**TO BE DONE**:
Reproduce every one of the following entries verbatim, with no alterations.
--- RECORDS FOR THE EXERCISE ---
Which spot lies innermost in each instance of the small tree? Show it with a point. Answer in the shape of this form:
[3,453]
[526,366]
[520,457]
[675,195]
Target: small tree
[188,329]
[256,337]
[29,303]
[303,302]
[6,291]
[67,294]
---
**RESPONSE TO THE EXERCISE**:
Which spot lies innermost in each instance of the small tree? Show it with a point. Answer in the shape of this form:
[3,453]
[526,366]
[520,457]
[675,195]
Target: small tree
[188,329]
[256,337]
[29,303]
[303,302]
[6,291]
[67,294]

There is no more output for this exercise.